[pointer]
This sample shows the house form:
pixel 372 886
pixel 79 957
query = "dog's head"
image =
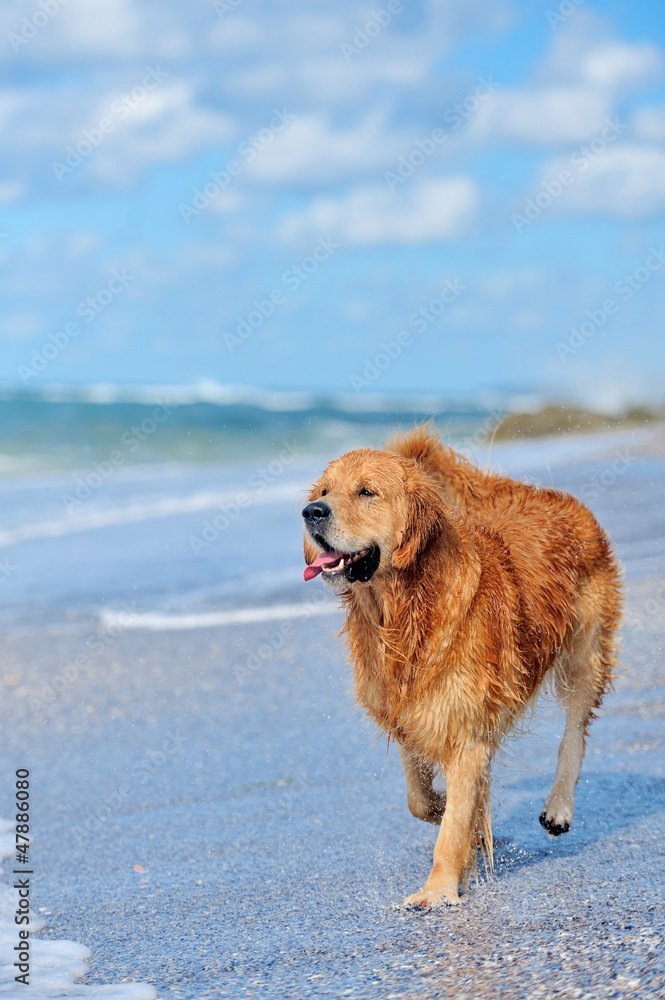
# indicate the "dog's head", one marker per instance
pixel 370 513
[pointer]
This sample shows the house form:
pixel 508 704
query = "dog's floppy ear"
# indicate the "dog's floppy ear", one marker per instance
pixel 425 517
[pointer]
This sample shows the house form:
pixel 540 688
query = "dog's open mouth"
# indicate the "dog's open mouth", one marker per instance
pixel 354 566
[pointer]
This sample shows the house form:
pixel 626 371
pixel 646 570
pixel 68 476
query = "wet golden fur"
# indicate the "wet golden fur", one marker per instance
pixel 485 585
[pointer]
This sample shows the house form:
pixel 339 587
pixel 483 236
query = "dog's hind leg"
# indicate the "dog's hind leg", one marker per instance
pixel 581 677
pixel 423 800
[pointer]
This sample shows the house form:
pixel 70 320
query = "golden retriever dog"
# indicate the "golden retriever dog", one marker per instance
pixel 463 591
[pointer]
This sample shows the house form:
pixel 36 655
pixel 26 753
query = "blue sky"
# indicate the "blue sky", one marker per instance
pixel 531 139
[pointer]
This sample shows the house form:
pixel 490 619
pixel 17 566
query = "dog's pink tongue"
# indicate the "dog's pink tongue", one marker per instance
pixel 325 559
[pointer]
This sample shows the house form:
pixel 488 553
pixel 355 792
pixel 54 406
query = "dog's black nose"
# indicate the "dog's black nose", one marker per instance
pixel 316 511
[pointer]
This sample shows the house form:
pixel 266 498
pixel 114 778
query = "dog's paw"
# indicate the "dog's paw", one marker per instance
pixel 430 809
pixel 430 899
pixel 555 823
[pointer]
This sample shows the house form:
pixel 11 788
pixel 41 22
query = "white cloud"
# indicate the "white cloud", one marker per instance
pixel 164 124
pixel 546 116
pixel 310 150
pixel 649 123
pixel 625 181
pixel 435 209
pixel 618 65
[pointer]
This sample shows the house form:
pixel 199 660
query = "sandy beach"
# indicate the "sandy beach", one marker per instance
pixel 213 816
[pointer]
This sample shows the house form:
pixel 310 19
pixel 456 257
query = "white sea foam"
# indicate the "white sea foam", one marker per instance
pixel 157 622
pixel 55 966
pixel 91 520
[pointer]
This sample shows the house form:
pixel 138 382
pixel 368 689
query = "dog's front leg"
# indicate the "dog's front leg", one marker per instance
pixel 467 793
pixel 423 800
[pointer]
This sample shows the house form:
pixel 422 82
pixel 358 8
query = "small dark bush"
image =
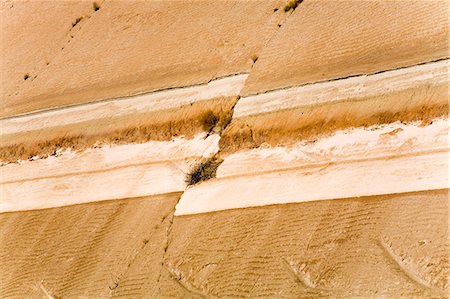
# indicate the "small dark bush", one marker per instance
pixel 292 4
pixel 78 20
pixel 203 171
pixel 208 120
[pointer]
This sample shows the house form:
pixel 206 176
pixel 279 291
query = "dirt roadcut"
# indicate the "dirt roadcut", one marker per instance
pixel 232 149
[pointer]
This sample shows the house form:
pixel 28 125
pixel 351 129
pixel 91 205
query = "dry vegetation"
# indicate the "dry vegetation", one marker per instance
pixel 287 126
pixel 209 116
pixel 203 170
pixel 292 4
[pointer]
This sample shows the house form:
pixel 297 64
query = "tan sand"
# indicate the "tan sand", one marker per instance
pixel 390 246
pixel 85 250
pixel 127 48
pixel 325 40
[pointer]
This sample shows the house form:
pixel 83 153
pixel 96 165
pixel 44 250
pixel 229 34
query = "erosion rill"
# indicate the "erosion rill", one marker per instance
pixel 270 149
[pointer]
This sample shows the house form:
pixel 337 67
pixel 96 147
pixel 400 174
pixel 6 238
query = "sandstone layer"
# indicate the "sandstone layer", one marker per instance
pixel 232 149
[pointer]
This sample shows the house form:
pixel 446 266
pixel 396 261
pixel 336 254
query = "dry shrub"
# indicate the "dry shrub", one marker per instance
pixel 210 116
pixel 203 170
pixel 210 120
pixel 292 4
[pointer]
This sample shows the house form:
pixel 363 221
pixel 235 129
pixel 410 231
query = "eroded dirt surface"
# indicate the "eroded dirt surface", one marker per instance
pixel 393 246
pixel 92 250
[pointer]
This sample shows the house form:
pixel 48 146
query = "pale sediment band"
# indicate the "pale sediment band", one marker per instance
pixel 107 173
pixel 116 108
pixel 391 159
pixel 416 93
pixel 349 89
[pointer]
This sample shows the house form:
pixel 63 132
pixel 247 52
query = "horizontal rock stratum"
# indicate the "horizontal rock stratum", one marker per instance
pixel 271 149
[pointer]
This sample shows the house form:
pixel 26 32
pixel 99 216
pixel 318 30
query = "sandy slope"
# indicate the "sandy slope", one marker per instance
pixel 390 246
pixel 127 48
pixel 107 173
pixel 325 40
pixel 295 211
pixel 390 159
pixel 85 250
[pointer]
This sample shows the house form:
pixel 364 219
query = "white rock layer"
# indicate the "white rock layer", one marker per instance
pixel 107 173
pixel 390 159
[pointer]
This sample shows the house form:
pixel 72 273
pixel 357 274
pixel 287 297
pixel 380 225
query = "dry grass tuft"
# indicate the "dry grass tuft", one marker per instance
pixel 210 116
pixel 95 6
pixel 211 121
pixel 292 4
pixel 203 170
pixel 78 20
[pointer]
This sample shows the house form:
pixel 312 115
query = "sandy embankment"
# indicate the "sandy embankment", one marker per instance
pixel 348 164
pixel 107 173
pixel 304 220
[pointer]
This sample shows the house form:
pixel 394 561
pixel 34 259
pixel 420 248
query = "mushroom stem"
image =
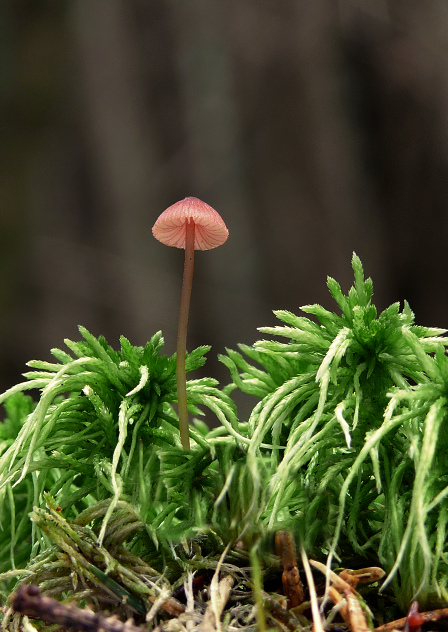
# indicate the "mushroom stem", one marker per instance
pixel 182 335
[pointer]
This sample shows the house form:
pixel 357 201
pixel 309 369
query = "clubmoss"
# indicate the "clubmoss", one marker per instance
pixel 346 447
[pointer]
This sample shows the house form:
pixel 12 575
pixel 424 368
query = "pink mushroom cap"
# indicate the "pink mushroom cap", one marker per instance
pixel 171 226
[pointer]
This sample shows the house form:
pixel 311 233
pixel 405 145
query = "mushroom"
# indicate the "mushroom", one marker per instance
pixel 193 225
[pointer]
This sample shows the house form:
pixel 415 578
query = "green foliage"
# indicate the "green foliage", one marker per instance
pixel 346 447
pixel 345 406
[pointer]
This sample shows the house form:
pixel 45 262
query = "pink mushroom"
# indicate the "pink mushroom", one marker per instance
pixel 193 225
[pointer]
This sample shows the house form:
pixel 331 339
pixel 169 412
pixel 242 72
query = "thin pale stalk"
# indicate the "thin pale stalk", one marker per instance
pixel 182 336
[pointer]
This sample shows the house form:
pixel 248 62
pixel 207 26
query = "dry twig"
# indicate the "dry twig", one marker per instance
pixel 29 601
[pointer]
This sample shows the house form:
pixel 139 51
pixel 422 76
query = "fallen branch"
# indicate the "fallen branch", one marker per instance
pixel 29 601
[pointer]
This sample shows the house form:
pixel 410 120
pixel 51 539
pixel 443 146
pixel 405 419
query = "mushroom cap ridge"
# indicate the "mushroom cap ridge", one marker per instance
pixel 210 230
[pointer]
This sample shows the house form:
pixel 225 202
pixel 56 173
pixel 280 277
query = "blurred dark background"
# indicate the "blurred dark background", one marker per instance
pixel 314 127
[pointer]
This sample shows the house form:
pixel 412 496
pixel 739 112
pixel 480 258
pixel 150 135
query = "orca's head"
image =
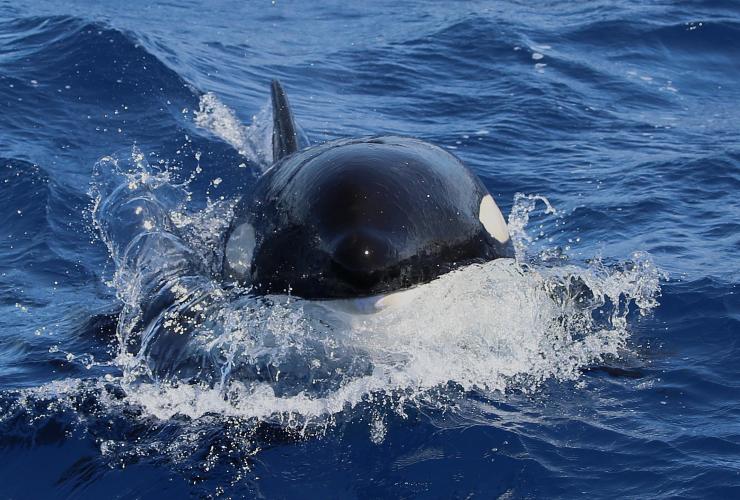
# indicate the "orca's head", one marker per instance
pixel 365 217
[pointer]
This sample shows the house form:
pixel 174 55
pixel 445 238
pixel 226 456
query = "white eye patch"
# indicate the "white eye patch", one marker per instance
pixel 239 249
pixel 492 219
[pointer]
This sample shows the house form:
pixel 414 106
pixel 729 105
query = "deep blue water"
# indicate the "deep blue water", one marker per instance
pixel 557 375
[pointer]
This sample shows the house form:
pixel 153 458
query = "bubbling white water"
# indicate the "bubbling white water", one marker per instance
pixel 509 324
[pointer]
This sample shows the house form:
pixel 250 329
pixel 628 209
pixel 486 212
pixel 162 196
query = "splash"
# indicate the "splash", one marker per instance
pixel 253 141
pixel 208 349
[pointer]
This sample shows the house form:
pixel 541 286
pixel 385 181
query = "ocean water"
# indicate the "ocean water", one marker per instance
pixel 600 363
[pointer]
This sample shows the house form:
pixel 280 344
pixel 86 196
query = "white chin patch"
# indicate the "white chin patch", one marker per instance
pixel 240 248
pixel 492 219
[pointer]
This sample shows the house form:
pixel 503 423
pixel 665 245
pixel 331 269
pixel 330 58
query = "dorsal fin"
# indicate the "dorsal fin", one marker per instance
pixel 284 139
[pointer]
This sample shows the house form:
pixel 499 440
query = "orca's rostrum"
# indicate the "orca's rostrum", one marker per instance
pixel 359 217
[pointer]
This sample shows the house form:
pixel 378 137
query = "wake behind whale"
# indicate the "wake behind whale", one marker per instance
pixel 193 343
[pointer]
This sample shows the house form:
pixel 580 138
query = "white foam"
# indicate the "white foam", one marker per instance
pixel 252 142
pixel 506 324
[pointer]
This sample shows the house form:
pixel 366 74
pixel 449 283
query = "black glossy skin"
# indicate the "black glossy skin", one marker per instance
pixel 361 217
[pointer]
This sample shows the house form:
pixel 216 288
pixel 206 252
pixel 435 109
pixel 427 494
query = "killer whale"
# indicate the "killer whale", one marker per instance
pixel 359 217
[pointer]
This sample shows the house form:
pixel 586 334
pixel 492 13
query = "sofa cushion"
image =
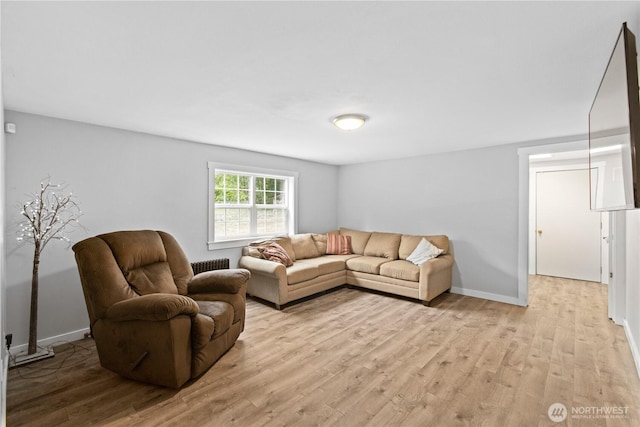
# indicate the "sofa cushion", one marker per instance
pixel 152 278
pixel 359 239
pixel 221 313
pixel 338 245
pixel 320 240
pixel 326 264
pixel 275 252
pixel 408 244
pixel 401 269
pixel 366 264
pixel 285 242
pixel 424 252
pixel 300 271
pixel 383 245
pixel 303 246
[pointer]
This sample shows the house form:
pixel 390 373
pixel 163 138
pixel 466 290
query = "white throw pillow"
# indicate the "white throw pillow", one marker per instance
pixel 424 252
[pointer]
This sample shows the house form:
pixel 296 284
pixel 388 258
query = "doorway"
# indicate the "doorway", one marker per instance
pixel 526 233
pixel 568 233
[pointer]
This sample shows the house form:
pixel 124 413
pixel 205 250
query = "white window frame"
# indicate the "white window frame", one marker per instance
pixel 292 188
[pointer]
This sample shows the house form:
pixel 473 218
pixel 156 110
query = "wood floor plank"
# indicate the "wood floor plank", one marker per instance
pixel 354 358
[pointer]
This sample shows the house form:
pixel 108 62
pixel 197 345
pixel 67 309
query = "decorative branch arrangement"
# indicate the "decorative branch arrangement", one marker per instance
pixel 48 214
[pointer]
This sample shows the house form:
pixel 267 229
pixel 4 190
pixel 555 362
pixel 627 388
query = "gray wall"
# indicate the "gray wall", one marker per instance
pixel 123 180
pixel 472 196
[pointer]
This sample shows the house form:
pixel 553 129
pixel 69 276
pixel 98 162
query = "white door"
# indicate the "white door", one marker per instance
pixel 567 231
pixel 604 235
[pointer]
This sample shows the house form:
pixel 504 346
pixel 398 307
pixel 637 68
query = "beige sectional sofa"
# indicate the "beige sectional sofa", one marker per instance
pixel 378 261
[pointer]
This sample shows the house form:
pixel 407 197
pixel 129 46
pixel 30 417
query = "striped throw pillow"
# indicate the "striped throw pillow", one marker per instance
pixel 338 244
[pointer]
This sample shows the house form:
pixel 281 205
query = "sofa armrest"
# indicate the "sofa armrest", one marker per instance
pixel 435 265
pixel 154 307
pixel 435 277
pixel 264 267
pixel 219 281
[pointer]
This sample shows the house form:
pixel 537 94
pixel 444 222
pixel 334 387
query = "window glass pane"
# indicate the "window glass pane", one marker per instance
pixel 241 198
pixel 231 181
pixel 270 184
pixel 244 182
pixel 271 221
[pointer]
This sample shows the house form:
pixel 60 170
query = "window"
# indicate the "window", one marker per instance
pixel 246 203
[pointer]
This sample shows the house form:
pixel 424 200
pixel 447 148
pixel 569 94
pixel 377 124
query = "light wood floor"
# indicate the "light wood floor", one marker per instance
pixel 353 358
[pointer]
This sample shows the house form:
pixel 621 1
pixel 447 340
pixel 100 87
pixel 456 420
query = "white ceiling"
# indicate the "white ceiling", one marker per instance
pixel 268 76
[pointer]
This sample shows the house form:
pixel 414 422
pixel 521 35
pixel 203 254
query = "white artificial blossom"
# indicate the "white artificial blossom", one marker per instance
pixel 48 215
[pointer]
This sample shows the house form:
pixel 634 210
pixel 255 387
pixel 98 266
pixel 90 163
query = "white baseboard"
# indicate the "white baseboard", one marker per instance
pixel 58 339
pixel 635 351
pixel 487 295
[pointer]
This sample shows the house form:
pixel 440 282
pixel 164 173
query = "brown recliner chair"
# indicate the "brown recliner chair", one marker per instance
pixel 151 318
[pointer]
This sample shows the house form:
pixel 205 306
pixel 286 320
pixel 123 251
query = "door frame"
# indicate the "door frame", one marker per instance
pixel 560 168
pixel 617 259
pixel 532 203
pixel 523 205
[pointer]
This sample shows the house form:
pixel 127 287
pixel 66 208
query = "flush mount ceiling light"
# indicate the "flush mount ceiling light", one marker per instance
pixel 349 121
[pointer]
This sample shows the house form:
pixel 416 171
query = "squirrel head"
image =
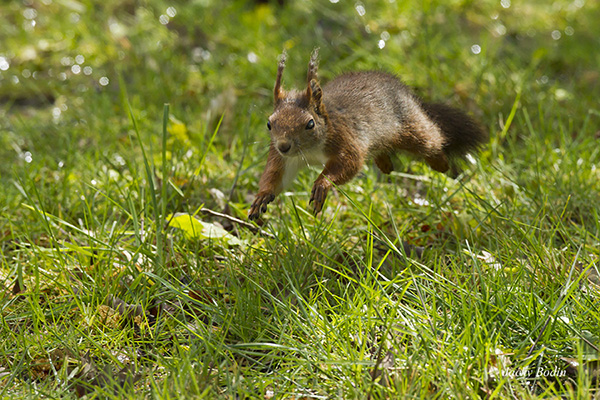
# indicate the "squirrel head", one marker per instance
pixel 299 122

§ Directive
Reproduce everything from the start of the items down to the line containing "pixel 354 566", swapping every "marker" for "point" and keeping all else the same. Leave the pictures out.

§ Exercise answer
[pointer]
This sample shows the house form:
pixel 372 886
pixel 79 957
query = "dog's head"
image =
# indicate the "dog's head", one point per instance
pixel 370 513
[pointer]
This sample shows the house form:
pixel 508 704
query = "dog's floppy ear"
# indicate the "dog's floppy ear", one point per instance
pixel 425 517
[pointer]
This sample shows the house form:
pixel 540 688
query = "dog's open mouth"
# indicate the "dog's open mouth", one point per instance
pixel 354 566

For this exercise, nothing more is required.